**Directions:**
Restate all of the data exactly.

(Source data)
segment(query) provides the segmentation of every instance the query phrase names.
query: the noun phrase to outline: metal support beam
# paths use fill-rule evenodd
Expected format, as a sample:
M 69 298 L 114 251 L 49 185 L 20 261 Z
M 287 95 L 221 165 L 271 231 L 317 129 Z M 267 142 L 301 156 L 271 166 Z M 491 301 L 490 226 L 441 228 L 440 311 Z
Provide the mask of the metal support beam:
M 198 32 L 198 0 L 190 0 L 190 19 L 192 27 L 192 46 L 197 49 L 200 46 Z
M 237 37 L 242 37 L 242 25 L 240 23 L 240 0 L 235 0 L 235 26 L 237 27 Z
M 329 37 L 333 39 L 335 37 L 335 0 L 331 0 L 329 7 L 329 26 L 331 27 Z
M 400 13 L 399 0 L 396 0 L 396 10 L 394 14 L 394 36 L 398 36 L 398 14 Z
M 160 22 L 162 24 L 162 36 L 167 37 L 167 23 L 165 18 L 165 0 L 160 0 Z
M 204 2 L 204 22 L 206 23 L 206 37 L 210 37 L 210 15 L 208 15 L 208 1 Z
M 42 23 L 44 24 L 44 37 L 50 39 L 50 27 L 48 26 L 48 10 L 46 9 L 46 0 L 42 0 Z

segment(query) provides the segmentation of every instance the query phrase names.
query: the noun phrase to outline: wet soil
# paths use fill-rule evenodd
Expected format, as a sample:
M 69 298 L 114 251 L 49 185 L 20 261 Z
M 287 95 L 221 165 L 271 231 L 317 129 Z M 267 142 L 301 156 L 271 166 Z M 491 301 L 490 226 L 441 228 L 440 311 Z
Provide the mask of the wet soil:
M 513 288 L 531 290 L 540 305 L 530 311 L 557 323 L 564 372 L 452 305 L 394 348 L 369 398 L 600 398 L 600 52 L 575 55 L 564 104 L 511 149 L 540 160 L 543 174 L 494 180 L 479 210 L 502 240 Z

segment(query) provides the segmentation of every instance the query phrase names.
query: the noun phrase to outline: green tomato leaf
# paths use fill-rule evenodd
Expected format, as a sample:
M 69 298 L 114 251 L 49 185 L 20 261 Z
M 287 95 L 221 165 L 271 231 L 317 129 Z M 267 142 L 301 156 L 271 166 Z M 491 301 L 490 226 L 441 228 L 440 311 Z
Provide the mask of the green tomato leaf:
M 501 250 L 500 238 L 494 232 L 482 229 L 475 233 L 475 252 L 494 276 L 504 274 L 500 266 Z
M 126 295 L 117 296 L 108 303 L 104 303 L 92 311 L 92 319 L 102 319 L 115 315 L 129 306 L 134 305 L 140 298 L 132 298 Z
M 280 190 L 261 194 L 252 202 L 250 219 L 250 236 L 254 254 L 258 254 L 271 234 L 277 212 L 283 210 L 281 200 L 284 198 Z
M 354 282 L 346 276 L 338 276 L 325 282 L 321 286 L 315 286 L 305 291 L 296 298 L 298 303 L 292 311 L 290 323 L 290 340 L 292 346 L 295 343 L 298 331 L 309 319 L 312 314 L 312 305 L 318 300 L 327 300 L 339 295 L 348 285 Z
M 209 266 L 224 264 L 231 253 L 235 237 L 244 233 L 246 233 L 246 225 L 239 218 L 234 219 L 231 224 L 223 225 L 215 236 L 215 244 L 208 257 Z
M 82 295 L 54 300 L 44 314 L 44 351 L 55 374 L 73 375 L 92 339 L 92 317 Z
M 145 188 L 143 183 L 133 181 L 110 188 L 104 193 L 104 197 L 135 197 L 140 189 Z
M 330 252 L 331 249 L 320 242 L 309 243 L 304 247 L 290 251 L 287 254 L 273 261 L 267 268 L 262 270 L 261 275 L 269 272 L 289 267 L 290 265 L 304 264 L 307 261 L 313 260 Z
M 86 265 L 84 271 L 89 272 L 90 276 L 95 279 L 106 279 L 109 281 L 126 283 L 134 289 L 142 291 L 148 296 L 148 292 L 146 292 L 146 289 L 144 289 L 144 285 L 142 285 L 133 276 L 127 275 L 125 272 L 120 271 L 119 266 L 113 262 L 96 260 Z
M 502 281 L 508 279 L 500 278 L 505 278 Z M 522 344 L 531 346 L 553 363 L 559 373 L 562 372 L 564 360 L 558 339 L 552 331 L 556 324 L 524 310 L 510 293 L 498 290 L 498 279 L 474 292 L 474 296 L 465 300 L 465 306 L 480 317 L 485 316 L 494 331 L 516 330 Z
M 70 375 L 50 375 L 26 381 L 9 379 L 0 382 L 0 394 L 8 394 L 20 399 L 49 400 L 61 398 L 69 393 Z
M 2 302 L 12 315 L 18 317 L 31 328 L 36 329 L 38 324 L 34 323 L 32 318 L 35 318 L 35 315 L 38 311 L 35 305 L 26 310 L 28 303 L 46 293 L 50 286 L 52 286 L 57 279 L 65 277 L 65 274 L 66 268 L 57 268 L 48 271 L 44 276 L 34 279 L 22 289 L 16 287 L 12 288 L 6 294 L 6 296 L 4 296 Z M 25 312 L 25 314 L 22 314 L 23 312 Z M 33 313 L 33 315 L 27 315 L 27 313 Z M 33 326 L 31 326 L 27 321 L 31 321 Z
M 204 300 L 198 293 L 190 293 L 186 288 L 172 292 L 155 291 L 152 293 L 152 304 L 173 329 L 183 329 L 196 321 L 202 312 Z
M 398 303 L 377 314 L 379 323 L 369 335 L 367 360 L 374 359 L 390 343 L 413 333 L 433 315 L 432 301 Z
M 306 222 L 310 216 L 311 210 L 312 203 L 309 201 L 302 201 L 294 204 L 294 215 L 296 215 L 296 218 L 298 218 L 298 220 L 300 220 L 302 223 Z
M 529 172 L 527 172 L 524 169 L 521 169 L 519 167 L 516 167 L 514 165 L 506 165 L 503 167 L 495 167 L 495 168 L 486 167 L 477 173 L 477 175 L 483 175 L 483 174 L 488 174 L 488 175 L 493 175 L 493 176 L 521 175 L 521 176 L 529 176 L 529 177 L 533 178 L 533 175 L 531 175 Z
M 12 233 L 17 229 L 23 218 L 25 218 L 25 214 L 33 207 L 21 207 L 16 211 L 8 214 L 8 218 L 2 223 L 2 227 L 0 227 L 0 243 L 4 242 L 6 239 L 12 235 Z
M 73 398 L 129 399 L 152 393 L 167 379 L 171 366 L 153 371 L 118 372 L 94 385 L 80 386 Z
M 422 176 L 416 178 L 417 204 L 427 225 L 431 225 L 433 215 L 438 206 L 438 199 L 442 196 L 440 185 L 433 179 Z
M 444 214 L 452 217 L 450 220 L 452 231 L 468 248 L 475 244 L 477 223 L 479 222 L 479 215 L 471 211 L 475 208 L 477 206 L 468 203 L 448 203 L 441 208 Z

**Output:**
segment(query) provides the segmentation of every instance the query phrase names.
query: the noun phrase to outline: metal support beam
# paths use fill-rule evenodd
Expected format, as a sample:
M 69 298 L 114 251 L 49 185 L 20 261 Z
M 287 95 L 221 165 L 271 231 L 317 129 Z M 267 142 L 301 156 L 271 166 Z M 491 301 L 490 226 L 441 228 L 440 311 Z
Provide the mask of the metal support beam:
M 198 32 L 198 0 L 190 0 L 190 19 L 192 27 L 192 46 L 197 49 L 200 46 Z
M 237 37 L 242 37 L 242 25 L 240 23 L 240 0 L 235 0 L 235 26 L 237 27 Z
M 329 37 L 333 39 L 335 37 L 335 0 L 331 0 L 329 7 L 329 26 L 331 27 Z
M 400 13 L 399 0 L 396 0 L 396 10 L 394 14 L 394 36 L 398 36 L 398 14 Z
M 160 22 L 162 24 L 162 36 L 167 37 L 167 23 L 165 18 L 165 0 L 160 0 Z
M 204 2 L 204 22 L 206 23 L 206 37 L 210 37 L 210 15 L 208 15 L 208 1 Z
M 42 23 L 44 24 L 44 37 L 50 39 L 50 27 L 48 26 L 48 10 L 46 9 L 46 0 L 42 0 Z

segment(query) provides the segmentation of every instance the query phrase names.
query: the noun phrase to outline: wet soil
# paths use fill-rule evenodd
Expected format, as a sample:
M 69 298 L 114 251 L 49 185 L 20 261 Z
M 287 95 L 221 165 L 271 231 L 317 129 Z M 267 142 L 301 156 L 271 166 Z M 491 301 L 490 226 L 441 228 L 440 311 Z
Provide the mask of the wet soil:
M 513 288 L 531 290 L 540 305 L 530 311 L 557 323 L 564 372 L 452 305 L 394 348 L 369 398 L 600 398 L 600 52 L 575 55 L 564 104 L 511 149 L 540 160 L 543 174 L 494 180 L 479 210 L 502 240 Z

segment(query) provides the segmentation of every instance the query phrase names.
query: the noun phrase to outline: green tomato leaf
# paths use fill-rule evenodd
Expected format, as a sample:
M 69 298 L 114 251 L 49 185 L 20 261 Z
M 287 95 L 221 165 L 271 231 L 317 129 Z M 267 142 L 301 156 L 271 166 Z M 491 301 L 490 226 L 441 228 L 440 311 Z
Provide the mask of the green tomato leaf:
M 501 250 L 500 238 L 494 232 L 482 229 L 475 233 L 475 252 L 494 276 L 504 274 L 500 266 Z
M 126 295 L 117 296 L 108 303 L 104 303 L 92 311 L 92 319 L 102 319 L 115 315 L 129 306 L 134 305 L 140 298 L 132 298 Z
M 280 190 L 261 194 L 252 202 L 250 219 L 250 236 L 254 254 L 258 254 L 271 234 L 277 212 L 283 210 L 281 200 L 284 198 Z
M 354 282 L 346 276 L 338 276 L 325 282 L 321 286 L 315 286 L 305 291 L 296 298 L 298 303 L 292 311 L 290 323 L 290 340 L 292 346 L 295 343 L 298 331 L 309 319 L 312 314 L 312 305 L 318 300 L 327 300 L 339 295 L 348 285 Z
M 209 266 L 224 264 L 231 253 L 235 237 L 244 233 L 246 233 L 246 225 L 239 218 L 234 219 L 231 224 L 223 225 L 215 236 L 215 244 L 208 257 Z
M 82 295 L 54 300 L 44 314 L 44 351 L 55 374 L 73 375 L 92 339 L 92 317 Z
M 145 188 L 143 183 L 133 181 L 110 188 L 104 193 L 104 197 L 135 197 L 140 189 Z
M 330 252 L 331 249 L 320 242 L 309 243 L 304 247 L 290 251 L 287 254 L 273 261 L 267 268 L 262 270 L 261 275 L 269 272 L 289 267 L 290 265 L 304 264 L 307 261 L 313 260 Z
M 86 265 L 84 271 L 89 272 L 90 276 L 95 279 L 106 279 L 109 281 L 126 283 L 134 289 L 142 291 L 148 296 L 148 292 L 146 292 L 146 289 L 144 289 L 144 285 L 142 285 L 133 276 L 127 275 L 125 272 L 120 271 L 119 266 L 113 262 L 96 260 Z
M 502 281 L 508 279 L 500 278 L 505 278 Z M 522 344 L 531 346 L 553 363 L 559 373 L 562 372 L 564 360 L 558 339 L 552 331 L 556 324 L 524 310 L 510 293 L 498 290 L 498 279 L 474 292 L 474 296 L 465 300 L 465 306 L 480 317 L 485 316 L 494 331 L 516 330 Z
M 70 375 L 50 375 L 26 381 L 9 379 L 0 382 L 0 394 L 8 394 L 20 399 L 49 400 L 61 398 L 69 393 Z
M 2 302 L 12 315 L 18 317 L 31 328 L 36 329 L 38 324 L 34 323 L 32 318 L 35 318 L 35 315 L 38 311 L 35 305 L 26 310 L 28 303 L 46 293 L 50 286 L 52 286 L 57 279 L 65 277 L 65 274 L 66 268 L 57 268 L 48 271 L 44 276 L 34 279 L 22 289 L 16 287 L 12 288 L 6 294 L 6 296 L 4 296 Z M 25 312 L 25 314 L 22 314 L 23 312 Z M 33 313 L 33 315 L 27 315 L 27 313 Z M 33 326 L 31 326 L 27 321 L 31 321 Z
M 204 300 L 198 293 L 190 293 L 186 288 L 172 292 L 155 291 L 152 293 L 152 304 L 173 329 L 183 329 L 196 321 L 202 312 Z
M 398 303 L 377 314 L 379 323 L 369 335 L 367 360 L 374 359 L 390 343 L 413 333 L 433 315 L 432 301 Z
M 306 222 L 310 216 L 311 210 L 312 203 L 309 201 L 302 201 L 294 204 L 294 215 L 296 215 L 296 218 L 298 218 L 298 220 L 300 220 L 302 223 Z
M 529 172 L 527 172 L 524 169 L 521 169 L 519 167 L 516 167 L 514 165 L 506 165 L 503 167 L 495 167 L 495 168 L 486 167 L 477 173 L 477 175 L 483 175 L 483 174 L 488 174 L 488 175 L 493 175 L 493 176 L 521 175 L 521 176 L 529 176 L 529 177 L 533 178 L 533 175 L 531 175 Z
M 12 233 L 17 229 L 23 218 L 25 218 L 25 214 L 33 207 L 21 207 L 16 211 L 8 214 L 8 218 L 2 223 L 2 227 L 0 227 L 0 243 L 4 242 L 6 239 L 12 235 Z
M 73 398 L 129 399 L 152 393 L 167 379 L 171 366 L 153 371 L 118 372 L 94 385 L 80 386 Z
M 422 176 L 416 178 L 417 204 L 427 225 L 431 225 L 433 215 L 438 206 L 438 199 L 442 196 L 440 185 L 433 179 Z
M 444 214 L 452 217 L 450 220 L 452 231 L 468 248 L 475 244 L 477 223 L 479 222 L 479 215 L 471 211 L 475 208 L 477 206 L 468 203 L 448 203 L 441 208 Z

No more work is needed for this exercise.